-------- Quoted passage --------

Dry skin is one of the most common indicators that you’re beginning your transition into menopause. And not just dry — it can also be rough, flaky, and feel parched on your face and body.
What causes dry skin during perimenopause and menopause?When our estrogen declines, it can have effects on our skin. We experience a loss in collagen and oils, making our skin become dry and itchy (not to mention making our hair drier and nails more brittle). This decrease in moisture may begin with perimenopause, the years before our periods stop and we enter menopause.
When we’re young, our skin is soft and bouncy. As we get older our skin gets thinner and more fragile, like tissue paper. The lines on our skin become more pronounced. Our cells don’t turn over as rapidly on our faces and our bodies as they used to.
What are some other skin changes that happen during menopause and perimenopause?
As we age and our skin loses collagen, we may notice the following changes:
- Dry skin on nipples and around eyes
- Fine lines around the face and mouth
- Loss of skin elasticity
- Flat brown spots on the face and hands
- Random dark hairs on your skin, upper lip, and neck
- Adult acne
If you were a sun worshiper in your youth, you’re going to start seeing it in your skin. Exposure to the sun breaks down collagen and elastin, causing your skin to lose its elasticity. Sun damage can cause your skin to feel rougher and look more creased and lined. You may start seeing tan or brown spots on your face and parts of the body that were exposed to the sun over time.

--------

- **How to complete this task**: Extract the part of the text on menopause and dry skin between "Dry skin is" and "they used to.", inclusive. The listing has nothing to do with the text about menopause and skin.

-------- Source material --------

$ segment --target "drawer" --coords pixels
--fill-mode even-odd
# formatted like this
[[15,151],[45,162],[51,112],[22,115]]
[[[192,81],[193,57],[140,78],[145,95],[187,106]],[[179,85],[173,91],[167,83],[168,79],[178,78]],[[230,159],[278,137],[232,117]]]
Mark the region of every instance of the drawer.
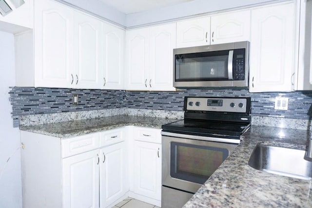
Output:
[[61,140],[62,158],[99,148],[98,133],[90,133]]
[[161,144],[161,129],[135,127],[135,140]]
[[124,141],[124,129],[116,129],[100,132],[100,147],[110,145]]

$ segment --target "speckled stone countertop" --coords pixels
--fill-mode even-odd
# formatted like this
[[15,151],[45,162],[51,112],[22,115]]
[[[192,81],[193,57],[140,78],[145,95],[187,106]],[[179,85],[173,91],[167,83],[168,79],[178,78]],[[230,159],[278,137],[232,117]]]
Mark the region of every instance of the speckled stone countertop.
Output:
[[265,172],[248,165],[258,143],[305,150],[308,138],[306,131],[252,126],[241,144],[183,208],[312,208],[312,181]]
[[65,138],[129,125],[161,129],[162,125],[177,120],[175,119],[155,117],[116,115],[46,124],[20,126],[20,129],[56,137]]

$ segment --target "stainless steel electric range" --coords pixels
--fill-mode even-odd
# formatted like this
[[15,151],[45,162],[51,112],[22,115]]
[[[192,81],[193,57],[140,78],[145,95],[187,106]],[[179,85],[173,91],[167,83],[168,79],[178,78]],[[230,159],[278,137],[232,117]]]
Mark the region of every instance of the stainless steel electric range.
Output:
[[186,97],[184,119],[162,126],[161,207],[180,208],[240,143],[250,97]]

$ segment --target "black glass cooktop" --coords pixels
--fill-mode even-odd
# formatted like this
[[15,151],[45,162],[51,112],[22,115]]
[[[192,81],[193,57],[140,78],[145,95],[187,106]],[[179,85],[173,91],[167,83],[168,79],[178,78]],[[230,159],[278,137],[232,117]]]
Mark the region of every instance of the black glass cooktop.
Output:
[[178,133],[209,136],[217,134],[219,136],[239,137],[249,126],[250,124],[215,121],[181,120],[162,125],[165,132]]

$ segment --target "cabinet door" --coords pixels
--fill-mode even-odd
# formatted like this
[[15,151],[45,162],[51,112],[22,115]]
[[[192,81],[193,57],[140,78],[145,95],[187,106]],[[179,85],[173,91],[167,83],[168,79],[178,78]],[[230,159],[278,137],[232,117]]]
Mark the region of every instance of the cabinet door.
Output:
[[74,87],[100,89],[102,22],[75,11],[74,31]]
[[149,29],[127,31],[126,36],[126,90],[148,90]]
[[103,23],[102,89],[124,89],[125,31]]
[[107,207],[126,193],[125,144],[116,144],[100,150],[100,205]]
[[134,141],[134,192],[161,199],[161,145]]
[[292,90],[294,12],[293,3],[252,10],[250,92]]
[[176,23],[176,47],[209,45],[210,17],[190,19]]
[[35,86],[70,87],[73,10],[54,1],[36,0],[34,19]]
[[98,150],[62,160],[63,207],[98,208]]
[[150,28],[148,85],[151,90],[175,90],[173,87],[173,61],[176,31],[175,23]]
[[250,39],[250,10],[211,16],[211,44]]

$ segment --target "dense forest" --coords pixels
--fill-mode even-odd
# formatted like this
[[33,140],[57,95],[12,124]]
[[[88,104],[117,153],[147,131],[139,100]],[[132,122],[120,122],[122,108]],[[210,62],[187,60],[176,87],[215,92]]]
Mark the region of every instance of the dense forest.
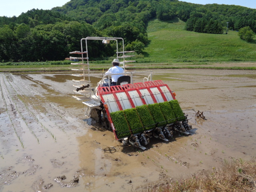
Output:
[[[71,0],[51,10],[32,9],[18,17],[0,17],[0,62],[63,60],[80,50],[86,36],[121,37],[126,49],[143,52],[148,43],[148,21],[178,18],[185,29],[222,34],[249,26],[256,32],[256,10],[234,5],[205,5],[177,0]],[[90,57],[113,55],[93,42]],[[100,53],[100,54],[99,53]]]

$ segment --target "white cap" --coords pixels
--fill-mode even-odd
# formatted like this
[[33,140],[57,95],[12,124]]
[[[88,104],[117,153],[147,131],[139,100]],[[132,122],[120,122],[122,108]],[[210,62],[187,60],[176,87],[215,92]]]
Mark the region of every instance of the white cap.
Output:
[[118,59],[114,59],[114,60],[112,62],[112,64],[113,64],[113,63],[120,63],[119,62],[119,60],[118,60]]

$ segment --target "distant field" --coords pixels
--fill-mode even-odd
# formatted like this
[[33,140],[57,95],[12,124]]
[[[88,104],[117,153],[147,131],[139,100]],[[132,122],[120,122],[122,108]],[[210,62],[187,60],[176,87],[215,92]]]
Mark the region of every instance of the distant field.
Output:
[[228,34],[187,31],[185,25],[178,19],[173,22],[150,21],[147,32],[150,42],[144,59],[173,63],[256,61],[256,40],[247,42],[233,31]]
[[[178,19],[168,22],[150,21],[147,32],[150,43],[144,55],[130,58],[136,63],[127,69],[208,68],[256,70],[256,39],[241,40],[237,32],[228,34],[196,33],[184,30],[185,23]],[[225,31],[224,32],[225,32]],[[106,70],[108,60],[90,60],[92,70]],[[0,72],[71,70],[68,61],[0,63]],[[74,68],[74,67],[72,67]]]

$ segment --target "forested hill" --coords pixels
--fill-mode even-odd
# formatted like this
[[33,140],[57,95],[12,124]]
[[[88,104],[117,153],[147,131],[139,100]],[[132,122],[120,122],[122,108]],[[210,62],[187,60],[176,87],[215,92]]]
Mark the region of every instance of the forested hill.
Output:
[[[240,6],[205,5],[178,0],[72,0],[51,10],[32,9],[18,17],[0,17],[0,62],[60,60],[80,50],[87,36],[122,37],[126,49],[141,53],[148,42],[148,21],[178,18],[185,30],[222,34],[249,26],[256,32],[256,10]],[[90,57],[113,54],[97,43]]]
[[[155,17],[162,20],[177,17],[185,22],[190,19],[190,23],[198,20],[212,20],[222,26],[226,26],[228,22],[231,29],[250,26],[256,32],[256,10],[235,5],[204,5],[178,0],[72,0],[52,10],[85,21],[101,30],[124,22],[137,24],[138,26]],[[190,28],[188,26],[189,30],[194,29]]]

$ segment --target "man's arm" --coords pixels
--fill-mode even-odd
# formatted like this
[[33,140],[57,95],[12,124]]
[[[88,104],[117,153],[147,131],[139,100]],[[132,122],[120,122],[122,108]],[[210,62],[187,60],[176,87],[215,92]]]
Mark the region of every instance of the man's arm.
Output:
[[105,75],[112,74],[112,69],[111,68],[110,68],[108,70],[108,71],[107,71],[106,73],[105,73]]

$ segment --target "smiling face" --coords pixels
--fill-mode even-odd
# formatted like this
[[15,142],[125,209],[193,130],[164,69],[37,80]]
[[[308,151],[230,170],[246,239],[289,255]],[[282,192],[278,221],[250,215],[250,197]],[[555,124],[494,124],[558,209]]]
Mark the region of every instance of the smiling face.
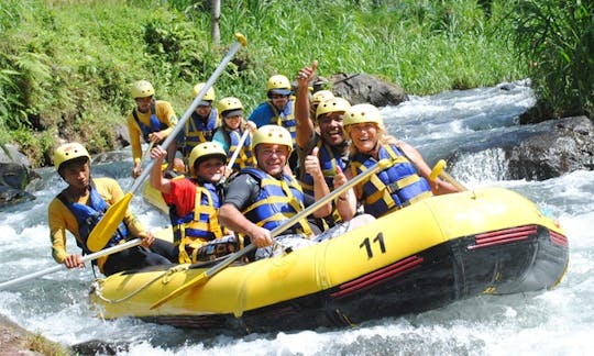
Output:
[[86,190],[90,183],[90,164],[86,157],[75,158],[62,165],[59,175],[77,191]]
[[207,118],[210,115],[210,111],[212,110],[212,105],[198,105],[196,107],[196,113],[200,118]]
[[371,153],[377,145],[377,124],[356,123],[349,126],[351,143],[362,153]]
[[342,131],[342,120],[344,112],[329,112],[318,118],[320,126],[320,135],[322,140],[331,145],[338,146],[344,142],[344,133]]
[[288,155],[289,149],[285,145],[263,143],[256,146],[257,166],[273,177],[283,174]]
[[238,130],[241,125],[242,115],[229,115],[224,118],[224,124],[229,130]]
[[213,183],[219,182],[224,174],[224,162],[213,157],[200,162],[196,165],[196,176]]
[[153,101],[153,96],[145,97],[145,98],[136,98],[134,99],[136,101],[136,109],[139,112],[145,113],[148,112],[151,109],[151,102]]

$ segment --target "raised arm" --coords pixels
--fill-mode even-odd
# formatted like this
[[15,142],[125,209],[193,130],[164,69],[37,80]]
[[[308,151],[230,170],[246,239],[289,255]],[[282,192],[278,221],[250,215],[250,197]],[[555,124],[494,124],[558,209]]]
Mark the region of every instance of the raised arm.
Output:
[[297,123],[297,146],[304,148],[314,135],[314,121],[309,118],[309,82],[316,75],[318,62],[304,67],[297,74],[297,98],[295,100],[295,121]]

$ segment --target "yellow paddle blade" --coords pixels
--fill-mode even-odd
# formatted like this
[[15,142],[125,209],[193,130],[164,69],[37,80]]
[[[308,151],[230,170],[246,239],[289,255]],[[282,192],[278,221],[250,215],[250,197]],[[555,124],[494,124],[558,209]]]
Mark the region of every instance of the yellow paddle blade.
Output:
[[439,175],[441,175],[444,168],[446,168],[446,160],[440,159],[433,167],[433,170],[431,170],[431,176],[429,176],[429,178],[431,178],[431,180],[436,180],[436,178],[439,177]]
[[97,252],[106,247],[111,236],[113,236],[116,229],[118,229],[118,225],[124,219],[132,197],[133,194],[128,192],[120,201],[109,207],[103,218],[92,229],[87,240],[87,247],[91,252]]
[[151,305],[151,309],[155,309],[155,308],[158,308],[161,307],[162,304],[166,303],[167,301],[174,299],[174,298],[177,298],[177,296],[182,294],[183,292],[185,292],[186,290],[188,290],[190,287],[199,287],[199,286],[202,286],[204,283],[206,283],[208,280],[208,276],[207,276],[207,270],[205,270],[204,272],[201,272],[200,275],[194,277],[193,279],[190,279],[189,281],[185,282],[184,285],[179,286],[176,290],[174,290],[173,292],[168,293],[167,296],[161,298],[160,300],[157,300],[156,303],[154,303],[153,305]]

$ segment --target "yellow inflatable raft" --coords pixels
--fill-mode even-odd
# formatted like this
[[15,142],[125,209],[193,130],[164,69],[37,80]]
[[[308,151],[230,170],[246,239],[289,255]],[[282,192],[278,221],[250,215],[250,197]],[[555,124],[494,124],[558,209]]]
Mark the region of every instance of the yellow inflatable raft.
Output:
[[107,319],[242,332],[316,329],[550,289],[568,260],[554,221],[521,196],[488,188],[432,197],[340,237],[232,265],[155,309],[213,265],[117,274],[96,282],[90,298]]

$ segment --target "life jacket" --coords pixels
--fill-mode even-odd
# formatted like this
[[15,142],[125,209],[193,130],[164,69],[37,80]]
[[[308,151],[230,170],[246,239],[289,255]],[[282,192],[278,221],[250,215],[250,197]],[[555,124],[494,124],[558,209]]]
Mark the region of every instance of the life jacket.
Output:
[[[243,168],[241,173],[251,175],[260,183],[258,196],[250,207],[242,211],[245,218],[257,226],[273,231],[304,210],[304,192],[298,181],[292,176],[283,174],[282,179],[276,179],[252,167]],[[305,219],[287,230],[307,237],[311,235],[311,230]]]
[[148,143],[148,134],[167,129],[167,125],[161,122],[156,115],[156,108],[155,108],[154,100],[151,103],[151,125],[150,126],[146,126],[144,123],[140,121],[139,114],[136,113],[136,109],[132,110],[132,116],[134,116],[134,120],[139,124],[139,127],[141,127],[142,137],[144,138],[144,142],[146,143]]
[[[431,196],[431,187],[396,145],[380,147],[378,158],[393,159],[393,165],[373,175],[362,187],[365,212],[380,218]],[[375,158],[358,153],[351,159],[353,176],[371,168]]]
[[232,131],[228,129],[224,129],[224,130],[229,134],[229,138],[231,141],[231,143],[229,144],[228,156],[232,157],[237,149],[241,149],[238,155],[238,158],[235,158],[235,162],[233,163],[233,167],[232,167],[233,171],[238,171],[245,167],[254,167],[256,162],[252,153],[252,140],[250,138],[250,135],[245,137],[245,142],[243,143],[243,146],[238,147],[243,132],[239,130],[238,131]]
[[190,120],[186,122],[184,156],[189,156],[191,149],[198,144],[212,141],[212,135],[219,124],[217,109],[212,108],[210,110],[206,122],[202,119],[195,111],[191,113]]
[[179,246],[179,263],[190,263],[189,256],[205,242],[223,236],[218,211],[221,199],[213,183],[196,185],[194,210],[179,216],[175,204],[169,205],[169,219],[174,233],[174,244]]
[[287,101],[287,107],[282,112],[276,109],[271,100],[266,100],[266,103],[273,112],[271,118],[271,124],[278,125],[287,129],[290,132],[290,137],[293,138],[293,148],[296,147],[297,140],[297,122],[295,121],[295,110],[294,110],[295,99],[289,99]]
[[[87,247],[87,240],[92,229],[99,223],[101,218],[106,214],[106,211],[109,209],[109,204],[103,200],[99,194],[95,185],[91,182],[89,190],[89,201],[88,204],[81,204],[78,202],[69,202],[66,198],[64,191],[62,191],[57,198],[68,208],[68,210],[75,215],[76,222],[78,223],[78,235],[76,238],[76,245],[82,249],[85,255],[91,254],[91,251]],[[116,246],[120,242],[125,241],[129,235],[129,230],[125,226],[125,223],[122,221],[118,225],[118,229],[113,233],[113,236],[109,240],[106,245],[107,247]],[[99,265],[99,269],[102,271],[103,264],[106,263],[107,257],[99,258],[98,262],[94,260],[94,265]]]

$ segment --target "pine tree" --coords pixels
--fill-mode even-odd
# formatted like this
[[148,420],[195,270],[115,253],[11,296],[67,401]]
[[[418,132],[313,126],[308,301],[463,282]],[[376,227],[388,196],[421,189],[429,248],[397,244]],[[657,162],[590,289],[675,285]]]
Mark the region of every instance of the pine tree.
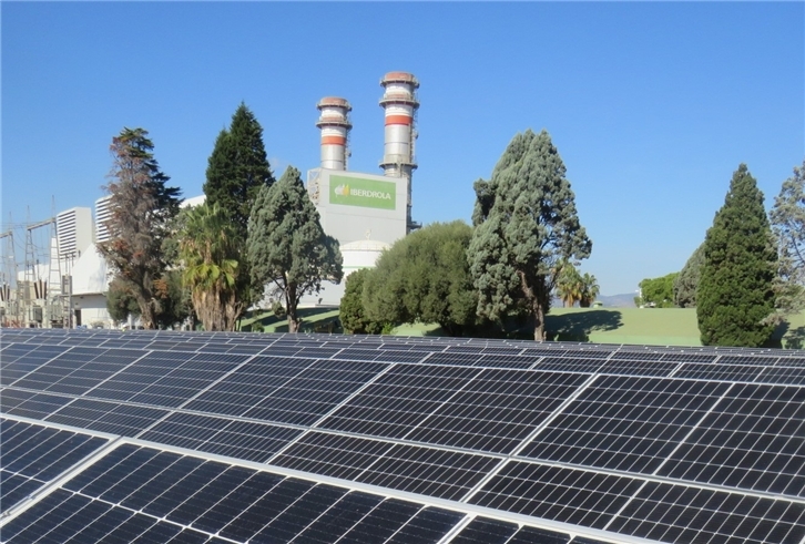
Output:
[[271,187],[261,187],[246,250],[254,285],[274,284],[282,294],[291,332],[297,332],[302,324],[296,311],[302,297],[318,294],[325,280],[338,284],[343,278],[338,240],[324,233],[302,175],[293,166]]
[[[206,203],[217,205],[233,224],[236,244],[245,246],[252,206],[259,189],[273,183],[263,127],[246,104],[241,103],[232,115],[230,129],[222,130],[215,138],[204,183]],[[262,292],[251,285],[248,261],[244,258],[238,265],[233,305],[245,310]]]
[[512,138],[491,179],[475,184],[477,226],[467,256],[478,314],[500,320],[522,311],[533,320],[534,340],[544,340],[561,265],[592,250],[564,173],[550,135],[529,130]]
[[160,280],[167,268],[163,242],[179,213],[180,189],[153,155],[154,144],[143,129],[123,129],[112,138],[113,167],[105,189],[111,194],[106,222],[110,239],[98,244],[114,274],[140,307],[143,327],[153,329],[161,311]]
[[364,284],[366,315],[375,322],[439,324],[449,336],[481,325],[467,264],[472,229],[462,220],[432,223],[398,239]]
[[204,194],[236,224],[246,239],[248,214],[261,187],[274,183],[263,144],[263,127],[254,113],[241,103],[232,115],[230,130],[223,130],[207,162]]
[[696,290],[704,266],[704,243],[700,244],[674,279],[674,304],[680,308],[696,307]]
[[770,217],[779,261],[774,281],[776,309],[767,321],[779,324],[805,309],[805,161],[783,182]]
[[776,252],[757,188],[745,164],[735,171],[724,205],[704,240],[696,316],[705,346],[758,347],[773,326]]

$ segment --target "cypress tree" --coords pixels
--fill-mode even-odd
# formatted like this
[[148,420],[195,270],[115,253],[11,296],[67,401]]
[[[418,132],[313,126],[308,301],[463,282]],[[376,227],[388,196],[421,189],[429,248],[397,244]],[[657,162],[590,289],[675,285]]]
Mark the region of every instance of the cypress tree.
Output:
[[296,308],[323,281],[344,277],[338,240],[327,236],[299,171],[288,166],[277,183],[263,186],[252,208],[246,243],[253,285],[273,284],[284,300],[288,331],[298,332]]
[[263,127],[254,113],[241,103],[232,115],[230,130],[223,130],[207,162],[204,194],[236,224],[246,239],[248,214],[261,187],[271,186],[274,176],[263,144]]
[[[263,127],[242,102],[232,115],[230,129],[222,130],[215,138],[204,183],[206,203],[217,204],[226,220],[233,224],[237,244],[245,246],[252,206],[259,189],[272,184],[274,176],[263,144]],[[235,302],[244,309],[262,295],[259,286],[249,283],[248,267],[247,259],[243,258],[235,288]]]
[[772,240],[763,193],[741,164],[704,240],[696,316],[705,346],[758,347],[771,338],[774,327],[763,320],[774,310]]
[[548,132],[516,135],[492,177],[475,184],[476,228],[467,249],[478,289],[479,316],[501,320],[524,312],[534,340],[544,340],[544,316],[564,263],[590,256],[575,195]]
[[143,327],[153,329],[161,311],[159,280],[169,268],[163,243],[182,201],[179,187],[154,158],[144,129],[123,129],[112,138],[113,166],[105,186],[111,195],[109,239],[96,245],[118,285],[136,300]]

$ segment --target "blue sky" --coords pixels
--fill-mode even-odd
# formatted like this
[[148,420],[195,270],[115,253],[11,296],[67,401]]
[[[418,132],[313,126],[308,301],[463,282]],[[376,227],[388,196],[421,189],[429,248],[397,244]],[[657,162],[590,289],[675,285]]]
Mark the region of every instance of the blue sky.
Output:
[[93,206],[124,126],[184,196],[241,101],[278,176],[319,161],[317,101],[353,104],[379,174],[380,78],[421,86],[414,218],[462,218],[511,137],[546,129],[603,295],[682,268],[746,163],[771,208],[805,156],[802,2],[9,2],[2,222]]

--------

- **Expected output**:
Dry skin is one of the most common indicators that you’re beginning your transition into menopause. And not just dry — it can also be rough, flaky, and feel parched on your face and body.
What causes dry skin during perimenopause and menopause?When our estrogen declines, it can have effects on our skin. We experience a loss in collagen and oils, making our skin become dry and itchy (not to mention making our hair drier and nails more brittle). This decrease in moisture may begin with perimenopause, the years before our periods stop and we enter menopause.
When we’re young, our skin is soft and bouncy. As we get older our skin gets thinner and more fragile, like tissue paper. The lines on our skin become more pronounced. Our cells don’t turn over as rapidly on our faces and our bodies as they used to.